Raw records:
◆ ◆ ◆ ◆ ◆ ◆ ◆

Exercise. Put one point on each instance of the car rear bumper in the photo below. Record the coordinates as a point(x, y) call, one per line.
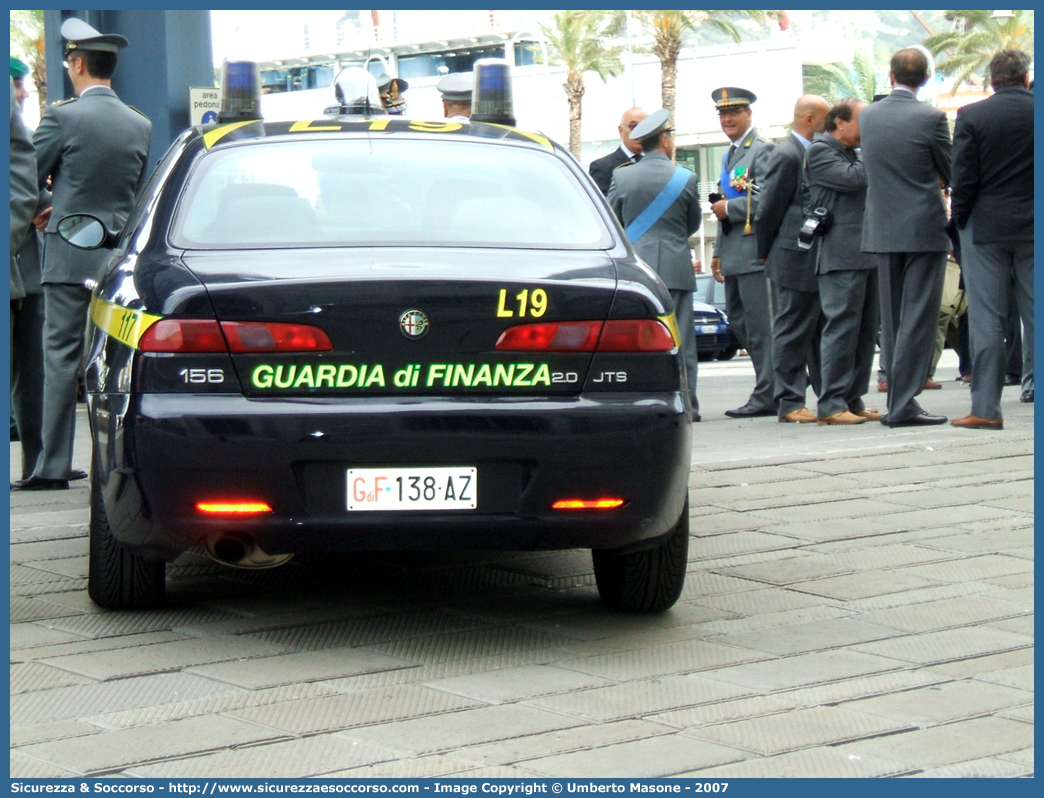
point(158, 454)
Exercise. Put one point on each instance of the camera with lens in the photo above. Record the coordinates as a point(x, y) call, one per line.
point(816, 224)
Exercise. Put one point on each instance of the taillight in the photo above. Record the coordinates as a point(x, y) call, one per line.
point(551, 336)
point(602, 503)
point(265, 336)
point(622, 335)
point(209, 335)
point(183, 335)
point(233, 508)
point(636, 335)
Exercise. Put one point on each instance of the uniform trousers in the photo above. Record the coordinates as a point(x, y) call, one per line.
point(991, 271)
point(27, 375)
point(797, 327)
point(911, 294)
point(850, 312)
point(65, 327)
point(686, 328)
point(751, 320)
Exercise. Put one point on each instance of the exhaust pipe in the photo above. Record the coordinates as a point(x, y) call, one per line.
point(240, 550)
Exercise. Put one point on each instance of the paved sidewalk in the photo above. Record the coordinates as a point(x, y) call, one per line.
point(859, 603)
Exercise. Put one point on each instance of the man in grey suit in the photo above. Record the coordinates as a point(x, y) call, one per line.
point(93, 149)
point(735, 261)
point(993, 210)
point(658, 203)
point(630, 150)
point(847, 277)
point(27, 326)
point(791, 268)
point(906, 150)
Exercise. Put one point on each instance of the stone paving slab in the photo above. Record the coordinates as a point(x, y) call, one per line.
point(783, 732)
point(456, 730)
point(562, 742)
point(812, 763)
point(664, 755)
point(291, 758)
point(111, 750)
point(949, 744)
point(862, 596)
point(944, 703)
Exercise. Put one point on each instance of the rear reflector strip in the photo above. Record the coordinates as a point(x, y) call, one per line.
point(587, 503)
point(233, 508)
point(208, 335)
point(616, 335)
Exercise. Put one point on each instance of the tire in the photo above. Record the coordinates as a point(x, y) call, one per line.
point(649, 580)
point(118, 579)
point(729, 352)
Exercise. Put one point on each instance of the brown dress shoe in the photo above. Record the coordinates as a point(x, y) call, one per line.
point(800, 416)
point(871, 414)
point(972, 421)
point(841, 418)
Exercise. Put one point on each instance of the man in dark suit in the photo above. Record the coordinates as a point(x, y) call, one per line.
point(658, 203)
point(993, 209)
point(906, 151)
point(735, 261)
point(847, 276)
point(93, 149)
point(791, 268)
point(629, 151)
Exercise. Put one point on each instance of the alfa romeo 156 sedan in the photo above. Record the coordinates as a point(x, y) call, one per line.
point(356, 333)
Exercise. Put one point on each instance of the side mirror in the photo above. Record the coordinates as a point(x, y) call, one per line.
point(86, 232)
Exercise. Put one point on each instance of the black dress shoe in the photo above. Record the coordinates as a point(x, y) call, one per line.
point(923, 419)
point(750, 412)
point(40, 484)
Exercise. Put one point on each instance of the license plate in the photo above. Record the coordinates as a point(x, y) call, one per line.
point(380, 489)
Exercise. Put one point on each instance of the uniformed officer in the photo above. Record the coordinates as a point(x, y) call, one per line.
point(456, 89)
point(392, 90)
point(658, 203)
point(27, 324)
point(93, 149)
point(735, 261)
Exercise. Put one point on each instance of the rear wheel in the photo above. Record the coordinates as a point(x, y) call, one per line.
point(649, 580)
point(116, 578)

◆ ◆ ◆ ◆ ◆ ◆ ◆

Task: Copy the rows from the line containing "Exercise. Put one point on each instance of the rear reflector" through the line containing "point(616, 335)", substituting "reflective tape" for "reflector strip" and leaving everything else unchanged.

Output for this task:
Exercise. Put one point on each instance of the rear reflective tape in the photo above. Record the coordinates as a point(x, y) call, one per line.
point(587, 503)
point(233, 508)
point(208, 335)
point(616, 335)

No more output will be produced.